◆ Quoted passage:
===============

Saturday, November 01, 2014

Reading Composer Biographies

My current pile of books-in-reading happens to have a number of biographies and autobiographies of composers.  I'm more than a little ambiguous about the biographical.  I'm far more interested in learning about the environment — both physical and musical/intellectual — a composer has lived in than in the social, psychological and intimate aspects of a life, because such environmental aspects more reliably attract and engage me to and with a music than expressive aspects. There is also something unseemly about knowing too much of the private life of a composer above and beyond the intimacies one senses when engaging with her or his music, which is personal in a very different way. But still, a biography can be a useful tool in discovering how a music came into being, discovering how parts of the real world or the world of ideas get remade or transformed into musical worlds. For this purpose, I like to have more technical detail than current publishing tastes allow, so a few of the books on my end table leave me wanting more,

...for example Bob Gilmore's biography of Claude Vivier (Claude Vivier: a Composer's Life (University of Rochester Press, 2014), a sensitively written portrait of the composer's life, with both the tragic beginning as an orphan in Quebec and the violent end in Paris too few years later handled with immense care and without reckless speculation. Gilmore makes some useful connections between the life, enthusiasms and personality of the composer and the musical work, and is particularly good in allowing the voices of those who knew Vivier to come through, but there is scarcely any suggestion, let alone detail or notational examples, of the actual materials and techniques that went into the music. To be honest, Vivier's music has a surface that I have never been able to get past and the enthusiasm of musicians I trust for the music makes me wish for something to help get beyond that surface.

===============

◆ Information shown:

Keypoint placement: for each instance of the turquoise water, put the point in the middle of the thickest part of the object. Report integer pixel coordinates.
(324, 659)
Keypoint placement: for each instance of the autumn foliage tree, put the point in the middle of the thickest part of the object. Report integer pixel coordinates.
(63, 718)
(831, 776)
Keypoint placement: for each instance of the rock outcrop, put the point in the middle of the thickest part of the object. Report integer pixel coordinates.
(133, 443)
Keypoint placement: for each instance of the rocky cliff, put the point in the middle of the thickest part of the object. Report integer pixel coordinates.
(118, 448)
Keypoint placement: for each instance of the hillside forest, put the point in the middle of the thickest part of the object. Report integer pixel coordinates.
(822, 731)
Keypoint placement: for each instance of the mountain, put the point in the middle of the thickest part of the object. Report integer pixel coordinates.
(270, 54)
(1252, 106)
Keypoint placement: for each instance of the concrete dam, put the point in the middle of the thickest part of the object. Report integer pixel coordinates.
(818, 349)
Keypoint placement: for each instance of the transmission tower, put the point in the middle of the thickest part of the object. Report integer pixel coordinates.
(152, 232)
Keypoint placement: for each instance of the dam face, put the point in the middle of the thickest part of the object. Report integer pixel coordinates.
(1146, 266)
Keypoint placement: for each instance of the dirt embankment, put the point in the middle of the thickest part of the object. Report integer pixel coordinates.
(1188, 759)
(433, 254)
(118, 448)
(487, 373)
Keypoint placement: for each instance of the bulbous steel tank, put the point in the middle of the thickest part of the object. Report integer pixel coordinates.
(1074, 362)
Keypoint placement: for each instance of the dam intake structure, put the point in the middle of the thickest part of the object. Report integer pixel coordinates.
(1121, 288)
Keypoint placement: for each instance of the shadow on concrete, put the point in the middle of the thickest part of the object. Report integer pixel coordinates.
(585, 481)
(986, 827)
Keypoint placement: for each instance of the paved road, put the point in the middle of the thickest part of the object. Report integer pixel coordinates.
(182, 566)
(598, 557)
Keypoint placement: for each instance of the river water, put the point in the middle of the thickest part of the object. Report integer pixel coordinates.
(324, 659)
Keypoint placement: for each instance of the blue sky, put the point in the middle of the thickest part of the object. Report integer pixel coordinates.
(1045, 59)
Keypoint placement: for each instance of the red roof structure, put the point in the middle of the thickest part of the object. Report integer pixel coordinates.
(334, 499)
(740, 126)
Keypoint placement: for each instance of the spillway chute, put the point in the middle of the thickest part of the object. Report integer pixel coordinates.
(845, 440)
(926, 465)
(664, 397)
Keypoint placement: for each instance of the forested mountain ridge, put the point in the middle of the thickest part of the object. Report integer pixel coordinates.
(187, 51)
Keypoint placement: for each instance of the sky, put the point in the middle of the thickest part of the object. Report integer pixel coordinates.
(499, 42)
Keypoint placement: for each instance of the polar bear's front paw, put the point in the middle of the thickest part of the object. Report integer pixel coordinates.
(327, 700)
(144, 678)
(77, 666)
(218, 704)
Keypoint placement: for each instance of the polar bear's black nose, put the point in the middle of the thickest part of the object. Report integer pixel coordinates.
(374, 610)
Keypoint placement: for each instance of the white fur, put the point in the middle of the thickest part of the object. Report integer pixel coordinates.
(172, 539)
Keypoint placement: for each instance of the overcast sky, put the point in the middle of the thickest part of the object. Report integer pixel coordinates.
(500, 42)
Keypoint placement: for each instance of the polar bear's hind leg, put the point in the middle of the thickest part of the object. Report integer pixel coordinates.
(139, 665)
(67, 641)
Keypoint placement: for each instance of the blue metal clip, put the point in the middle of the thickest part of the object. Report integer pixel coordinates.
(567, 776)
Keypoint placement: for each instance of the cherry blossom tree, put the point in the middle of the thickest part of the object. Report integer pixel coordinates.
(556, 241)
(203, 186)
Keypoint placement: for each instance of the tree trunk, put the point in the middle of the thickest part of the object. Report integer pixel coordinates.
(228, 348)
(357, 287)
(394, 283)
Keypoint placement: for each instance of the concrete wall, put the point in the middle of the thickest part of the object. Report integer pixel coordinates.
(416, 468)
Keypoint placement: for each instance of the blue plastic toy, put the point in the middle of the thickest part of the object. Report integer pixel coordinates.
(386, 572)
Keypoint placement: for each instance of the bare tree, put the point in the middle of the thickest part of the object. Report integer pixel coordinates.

===============

◆ How to complete this task: Carry on the blog post about reading composer biographies, starting right after its final sentence.

◆ Reply to the exercise:
...or Thomas Clark's Larry Austin: Life and Works of an Experimental Composer (Burik Press, 2012.)  At 68 pages of expository text plus some front and end matter, this is a sketch, hardly a book, and a career as productive as Austin's deserves more.  I have always found it a remarkable factoid of American musical life that, during all those wild years of producing the journal Source: Music of the Avant-Garde, Austin was director of bands (both marching and concert) at UC Davis and the few hints we get of Austin's real struggles as an experimentalist in that and other academic settings really deserve better documentation. So the biographical part deserves some thickening, but the treatment of the compositional work really requires more depth and detail.  It's not enough just to attach a list of the "approaches" a composer uses as Clark does here (Clark's list starts with "Fractals, Algorithmic modeling..."), we really want to get some idea of how those approaches are used to produce actual works of music which apply those approaches to actual materials extending in time.

...or Charles Shere's Getting There (Ear, 2007), which is really the author's life (up to age 29) up through his student years, prior to establishing his mature compositional work, so there's hardly any talk about musical technique but, in this case, it's all the more interesting because of Shere's vivid account of growing up between Berkeley and a rough farm further North, an improbable start to a creative life which draws so much from modernism, from Stein to Duchamp to Cage.

I'm currently reading a very recent book by Albert Breier, Walter Zimmermann: Nomade in den Zeiten (Wolke Verlag, 2014),  which is a much more philosophical work, accompanying the transfer of Zimmermann's archives to the Berlin Academy of the Arts, and is organized by theme: Puzzle, Figure, Word, Childhood, History, Paradox, The Nomad.  The biographical and the musical-technical have a serious presence here, but it is somewhat secondary to the intellectual project (which is not so unusual in recent German musicology (indeed, not so unusual in recent German music, which is so often "about something".)) In any case, it's a substantial book and deserves a more in-depth report.